* YOUR TASK *
Reproduce verbatim the part of the data that opens with the line containing "Task: indicate the utility" and closes with the line containing "<point>123,88</point>", both of those lines included.

* THE INPUT *

--------

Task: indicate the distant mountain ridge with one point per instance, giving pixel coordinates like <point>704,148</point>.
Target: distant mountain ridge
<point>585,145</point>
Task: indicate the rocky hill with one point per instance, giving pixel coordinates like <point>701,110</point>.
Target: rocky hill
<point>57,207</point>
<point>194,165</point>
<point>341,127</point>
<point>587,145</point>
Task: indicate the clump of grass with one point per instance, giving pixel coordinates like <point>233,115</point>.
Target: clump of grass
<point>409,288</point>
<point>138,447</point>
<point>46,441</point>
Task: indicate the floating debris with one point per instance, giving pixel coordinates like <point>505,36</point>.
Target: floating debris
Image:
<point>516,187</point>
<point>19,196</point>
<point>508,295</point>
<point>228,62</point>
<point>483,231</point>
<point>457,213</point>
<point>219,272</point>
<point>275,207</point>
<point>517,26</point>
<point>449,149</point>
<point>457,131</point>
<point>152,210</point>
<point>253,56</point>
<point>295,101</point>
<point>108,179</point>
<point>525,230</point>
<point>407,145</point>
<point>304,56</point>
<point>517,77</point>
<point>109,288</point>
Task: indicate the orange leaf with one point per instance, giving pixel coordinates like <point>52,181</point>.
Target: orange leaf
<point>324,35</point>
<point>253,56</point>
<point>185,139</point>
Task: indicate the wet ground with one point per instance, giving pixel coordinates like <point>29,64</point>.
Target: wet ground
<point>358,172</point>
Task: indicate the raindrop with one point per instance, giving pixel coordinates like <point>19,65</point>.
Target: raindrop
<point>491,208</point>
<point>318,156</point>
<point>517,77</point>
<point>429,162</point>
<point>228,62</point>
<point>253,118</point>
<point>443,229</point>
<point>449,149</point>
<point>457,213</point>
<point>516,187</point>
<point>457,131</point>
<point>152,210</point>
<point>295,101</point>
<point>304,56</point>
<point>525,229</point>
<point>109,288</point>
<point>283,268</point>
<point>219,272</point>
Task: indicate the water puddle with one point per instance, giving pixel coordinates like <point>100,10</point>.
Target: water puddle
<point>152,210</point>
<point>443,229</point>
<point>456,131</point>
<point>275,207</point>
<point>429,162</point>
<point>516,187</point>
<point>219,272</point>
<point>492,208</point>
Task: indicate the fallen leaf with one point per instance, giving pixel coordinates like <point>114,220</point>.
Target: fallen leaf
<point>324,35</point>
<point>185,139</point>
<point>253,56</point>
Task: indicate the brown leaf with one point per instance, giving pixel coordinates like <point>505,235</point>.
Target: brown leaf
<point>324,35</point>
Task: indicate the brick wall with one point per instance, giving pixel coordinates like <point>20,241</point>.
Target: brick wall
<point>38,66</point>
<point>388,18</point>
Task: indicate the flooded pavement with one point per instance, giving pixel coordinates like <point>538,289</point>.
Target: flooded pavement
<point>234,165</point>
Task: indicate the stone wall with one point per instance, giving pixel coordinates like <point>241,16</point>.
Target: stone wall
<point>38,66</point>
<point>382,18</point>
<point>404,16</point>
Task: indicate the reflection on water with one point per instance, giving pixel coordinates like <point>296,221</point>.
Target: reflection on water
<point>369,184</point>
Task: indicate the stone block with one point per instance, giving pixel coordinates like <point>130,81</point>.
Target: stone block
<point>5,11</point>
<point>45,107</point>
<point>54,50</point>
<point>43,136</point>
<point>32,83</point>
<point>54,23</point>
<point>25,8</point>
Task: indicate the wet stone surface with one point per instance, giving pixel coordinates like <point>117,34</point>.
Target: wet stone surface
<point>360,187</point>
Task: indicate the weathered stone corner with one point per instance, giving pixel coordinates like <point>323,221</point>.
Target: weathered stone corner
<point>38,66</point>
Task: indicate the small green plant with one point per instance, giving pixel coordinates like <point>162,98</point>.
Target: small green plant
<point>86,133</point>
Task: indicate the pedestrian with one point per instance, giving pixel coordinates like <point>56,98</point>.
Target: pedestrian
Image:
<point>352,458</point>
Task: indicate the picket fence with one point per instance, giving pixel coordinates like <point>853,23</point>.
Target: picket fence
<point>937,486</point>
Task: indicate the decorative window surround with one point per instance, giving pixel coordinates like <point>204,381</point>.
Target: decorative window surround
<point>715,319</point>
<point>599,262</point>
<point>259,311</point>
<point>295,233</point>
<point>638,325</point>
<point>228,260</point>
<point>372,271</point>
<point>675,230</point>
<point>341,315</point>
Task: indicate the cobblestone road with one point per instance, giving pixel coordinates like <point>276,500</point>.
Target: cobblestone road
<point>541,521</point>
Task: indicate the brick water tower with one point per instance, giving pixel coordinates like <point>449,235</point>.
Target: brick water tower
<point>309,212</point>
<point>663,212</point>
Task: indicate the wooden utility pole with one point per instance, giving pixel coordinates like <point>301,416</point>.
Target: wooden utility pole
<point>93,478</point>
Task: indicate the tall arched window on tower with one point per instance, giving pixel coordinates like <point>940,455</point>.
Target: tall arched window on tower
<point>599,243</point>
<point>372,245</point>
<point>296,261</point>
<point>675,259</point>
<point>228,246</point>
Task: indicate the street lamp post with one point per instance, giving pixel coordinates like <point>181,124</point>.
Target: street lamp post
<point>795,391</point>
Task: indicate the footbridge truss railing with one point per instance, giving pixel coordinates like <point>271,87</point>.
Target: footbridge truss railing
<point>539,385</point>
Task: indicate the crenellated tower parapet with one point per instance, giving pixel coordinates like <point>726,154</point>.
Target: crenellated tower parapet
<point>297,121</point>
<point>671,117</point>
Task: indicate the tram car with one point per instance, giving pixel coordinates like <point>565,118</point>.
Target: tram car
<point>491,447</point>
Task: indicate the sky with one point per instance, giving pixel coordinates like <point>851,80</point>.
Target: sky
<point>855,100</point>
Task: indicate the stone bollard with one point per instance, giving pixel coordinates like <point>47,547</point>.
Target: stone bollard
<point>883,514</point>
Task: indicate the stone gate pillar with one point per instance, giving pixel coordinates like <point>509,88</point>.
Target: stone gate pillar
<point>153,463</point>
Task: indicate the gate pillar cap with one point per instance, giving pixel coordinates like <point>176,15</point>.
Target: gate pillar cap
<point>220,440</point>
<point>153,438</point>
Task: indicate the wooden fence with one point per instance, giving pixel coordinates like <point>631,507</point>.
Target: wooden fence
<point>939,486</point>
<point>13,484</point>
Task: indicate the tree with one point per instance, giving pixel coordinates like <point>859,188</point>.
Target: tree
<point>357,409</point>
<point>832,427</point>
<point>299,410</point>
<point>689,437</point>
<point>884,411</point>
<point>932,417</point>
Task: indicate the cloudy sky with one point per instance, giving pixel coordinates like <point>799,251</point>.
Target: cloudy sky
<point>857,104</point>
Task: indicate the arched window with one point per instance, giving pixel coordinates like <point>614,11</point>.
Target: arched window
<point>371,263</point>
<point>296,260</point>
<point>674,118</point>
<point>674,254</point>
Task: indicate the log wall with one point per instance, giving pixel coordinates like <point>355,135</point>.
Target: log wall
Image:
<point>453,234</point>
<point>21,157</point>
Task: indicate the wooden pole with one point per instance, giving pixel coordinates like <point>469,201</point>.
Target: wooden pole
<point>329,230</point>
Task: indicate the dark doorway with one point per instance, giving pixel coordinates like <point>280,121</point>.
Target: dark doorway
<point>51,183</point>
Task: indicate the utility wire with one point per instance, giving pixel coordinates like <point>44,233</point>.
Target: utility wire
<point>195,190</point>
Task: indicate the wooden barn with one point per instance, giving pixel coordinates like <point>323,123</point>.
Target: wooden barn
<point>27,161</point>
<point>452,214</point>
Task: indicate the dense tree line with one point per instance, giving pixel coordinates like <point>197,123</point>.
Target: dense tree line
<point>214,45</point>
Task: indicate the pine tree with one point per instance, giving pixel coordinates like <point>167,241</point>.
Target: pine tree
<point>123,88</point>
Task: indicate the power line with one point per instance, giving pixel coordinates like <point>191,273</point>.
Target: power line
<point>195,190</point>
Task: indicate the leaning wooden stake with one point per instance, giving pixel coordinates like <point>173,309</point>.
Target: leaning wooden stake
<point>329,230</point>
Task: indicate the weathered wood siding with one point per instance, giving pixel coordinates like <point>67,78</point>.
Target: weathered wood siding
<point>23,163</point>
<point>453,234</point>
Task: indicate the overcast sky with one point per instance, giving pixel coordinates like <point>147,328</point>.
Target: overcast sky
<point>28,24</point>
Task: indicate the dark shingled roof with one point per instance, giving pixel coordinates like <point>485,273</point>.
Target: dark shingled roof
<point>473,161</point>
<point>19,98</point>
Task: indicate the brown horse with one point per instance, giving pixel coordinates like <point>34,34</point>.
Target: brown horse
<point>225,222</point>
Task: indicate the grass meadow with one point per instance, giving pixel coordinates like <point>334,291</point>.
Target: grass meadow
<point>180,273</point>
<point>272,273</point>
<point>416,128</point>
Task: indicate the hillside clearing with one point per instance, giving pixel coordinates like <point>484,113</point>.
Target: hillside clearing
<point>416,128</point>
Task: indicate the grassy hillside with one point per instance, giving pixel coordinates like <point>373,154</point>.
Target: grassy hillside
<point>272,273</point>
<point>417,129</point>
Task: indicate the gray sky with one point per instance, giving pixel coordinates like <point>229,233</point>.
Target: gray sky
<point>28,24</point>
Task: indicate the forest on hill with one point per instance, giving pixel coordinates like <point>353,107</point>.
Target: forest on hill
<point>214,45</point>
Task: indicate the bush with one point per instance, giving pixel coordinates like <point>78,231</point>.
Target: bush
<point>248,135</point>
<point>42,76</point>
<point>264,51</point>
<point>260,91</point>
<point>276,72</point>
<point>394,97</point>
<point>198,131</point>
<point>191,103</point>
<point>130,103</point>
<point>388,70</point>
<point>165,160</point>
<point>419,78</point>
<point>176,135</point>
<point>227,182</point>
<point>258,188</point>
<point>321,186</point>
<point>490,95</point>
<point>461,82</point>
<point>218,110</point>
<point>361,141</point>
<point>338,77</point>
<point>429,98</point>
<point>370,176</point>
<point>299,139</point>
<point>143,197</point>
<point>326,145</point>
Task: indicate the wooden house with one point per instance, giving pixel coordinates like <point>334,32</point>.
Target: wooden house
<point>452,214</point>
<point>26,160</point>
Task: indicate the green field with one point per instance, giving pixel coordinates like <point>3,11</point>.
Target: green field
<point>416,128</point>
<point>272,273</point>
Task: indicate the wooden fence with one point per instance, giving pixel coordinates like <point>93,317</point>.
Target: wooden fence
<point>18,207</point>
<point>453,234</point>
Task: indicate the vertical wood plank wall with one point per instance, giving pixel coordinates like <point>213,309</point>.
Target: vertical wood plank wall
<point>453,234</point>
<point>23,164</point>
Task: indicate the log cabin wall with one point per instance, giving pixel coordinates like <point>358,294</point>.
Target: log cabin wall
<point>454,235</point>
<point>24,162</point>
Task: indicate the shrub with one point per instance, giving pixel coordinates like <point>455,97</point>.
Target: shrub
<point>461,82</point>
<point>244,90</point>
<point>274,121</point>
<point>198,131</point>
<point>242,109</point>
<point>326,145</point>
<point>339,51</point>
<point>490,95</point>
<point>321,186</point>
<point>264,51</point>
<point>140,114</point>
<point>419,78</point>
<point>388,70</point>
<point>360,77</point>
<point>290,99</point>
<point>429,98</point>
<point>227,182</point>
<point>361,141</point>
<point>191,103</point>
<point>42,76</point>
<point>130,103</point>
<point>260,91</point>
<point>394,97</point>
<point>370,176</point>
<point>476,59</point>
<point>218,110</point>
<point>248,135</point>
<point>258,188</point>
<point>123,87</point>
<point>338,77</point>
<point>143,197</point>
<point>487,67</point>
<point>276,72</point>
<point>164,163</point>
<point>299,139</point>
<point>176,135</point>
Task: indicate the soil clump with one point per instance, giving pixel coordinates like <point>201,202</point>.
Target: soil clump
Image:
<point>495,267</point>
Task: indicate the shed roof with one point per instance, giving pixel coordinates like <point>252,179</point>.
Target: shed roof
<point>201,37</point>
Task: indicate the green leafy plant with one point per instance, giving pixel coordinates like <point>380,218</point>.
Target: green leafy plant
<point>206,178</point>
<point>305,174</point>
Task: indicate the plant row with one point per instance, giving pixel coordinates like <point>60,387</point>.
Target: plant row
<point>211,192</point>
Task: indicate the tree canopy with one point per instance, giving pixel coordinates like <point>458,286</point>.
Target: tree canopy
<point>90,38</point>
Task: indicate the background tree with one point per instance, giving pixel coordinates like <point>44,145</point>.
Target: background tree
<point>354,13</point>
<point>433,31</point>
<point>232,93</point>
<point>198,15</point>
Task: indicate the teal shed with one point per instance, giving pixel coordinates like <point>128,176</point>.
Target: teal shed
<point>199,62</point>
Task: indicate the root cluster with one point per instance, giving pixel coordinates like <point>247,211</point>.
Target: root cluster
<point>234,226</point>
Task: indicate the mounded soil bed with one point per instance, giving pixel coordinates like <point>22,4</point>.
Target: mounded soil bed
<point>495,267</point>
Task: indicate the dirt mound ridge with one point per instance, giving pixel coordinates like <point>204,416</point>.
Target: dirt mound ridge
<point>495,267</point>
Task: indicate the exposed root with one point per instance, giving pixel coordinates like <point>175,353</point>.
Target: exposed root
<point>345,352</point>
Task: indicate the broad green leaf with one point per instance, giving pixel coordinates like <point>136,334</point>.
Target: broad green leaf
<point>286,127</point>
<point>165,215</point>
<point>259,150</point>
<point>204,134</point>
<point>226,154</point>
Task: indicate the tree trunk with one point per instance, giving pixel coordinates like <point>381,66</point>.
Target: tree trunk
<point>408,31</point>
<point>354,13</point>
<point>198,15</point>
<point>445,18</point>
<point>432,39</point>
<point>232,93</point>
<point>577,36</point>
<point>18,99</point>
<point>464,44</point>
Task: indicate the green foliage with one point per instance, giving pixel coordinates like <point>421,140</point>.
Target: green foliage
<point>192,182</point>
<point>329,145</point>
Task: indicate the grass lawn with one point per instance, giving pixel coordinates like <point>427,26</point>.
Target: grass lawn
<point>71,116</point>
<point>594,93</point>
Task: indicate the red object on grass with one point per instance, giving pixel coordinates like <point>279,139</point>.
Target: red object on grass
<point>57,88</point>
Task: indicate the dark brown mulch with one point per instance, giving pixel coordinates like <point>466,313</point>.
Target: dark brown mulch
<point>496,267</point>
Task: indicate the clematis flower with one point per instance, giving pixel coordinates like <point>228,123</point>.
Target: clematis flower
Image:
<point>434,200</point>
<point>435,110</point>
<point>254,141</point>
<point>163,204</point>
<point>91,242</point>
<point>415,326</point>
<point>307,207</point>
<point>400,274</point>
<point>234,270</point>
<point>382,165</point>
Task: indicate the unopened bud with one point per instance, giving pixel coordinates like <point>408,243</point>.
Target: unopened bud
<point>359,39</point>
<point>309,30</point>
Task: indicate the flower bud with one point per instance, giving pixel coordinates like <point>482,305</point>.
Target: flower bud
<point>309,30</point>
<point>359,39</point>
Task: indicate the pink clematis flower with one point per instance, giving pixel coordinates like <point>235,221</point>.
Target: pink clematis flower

--------

* SOLUTION *
Task: indicate the utility wire with one point per instance, giving pixel coordinates like <point>44,233</point>.
Target: utility wire
<point>195,190</point>
Task: indicate the wooden barn with one point per instance, giving pixel coordinates like <point>323,123</point>.
Target: wooden barn
<point>27,161</point>
<point>452,214</point>
Task: indicate the dense tree line with one point per instance, giving pixel coordinates like <point>197,123</point>.
Target: dense tree line
<point>214,45</point>
Task: indicate the pine tree with one point per instance, giving pixel coordinates like <point>167,241</point>.
Target: pine tree
<point>123,88</point>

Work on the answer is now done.